> TO DO: Which lines of the entries hold the string "query"? Copy each one.

> SUPPLIED DATA:

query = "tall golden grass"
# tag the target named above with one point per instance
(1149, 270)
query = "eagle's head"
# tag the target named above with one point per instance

> SOLUTION FOR THIS PROBLEM:
query = "tall golden grass"
query = "eagle's head"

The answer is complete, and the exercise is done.